--- What to do ---
Count the rows below that contain the word "shall" and state only that number.

--- Material ---

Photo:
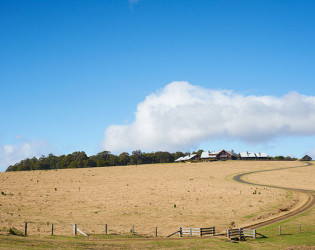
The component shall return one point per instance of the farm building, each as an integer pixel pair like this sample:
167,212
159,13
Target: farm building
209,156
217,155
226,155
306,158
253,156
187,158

--

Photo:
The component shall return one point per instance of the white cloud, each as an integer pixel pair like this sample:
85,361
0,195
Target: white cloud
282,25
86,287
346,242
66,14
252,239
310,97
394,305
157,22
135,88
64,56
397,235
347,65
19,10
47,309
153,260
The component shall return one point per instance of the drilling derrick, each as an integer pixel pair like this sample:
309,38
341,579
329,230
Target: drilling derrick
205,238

--- Exercise output ---
3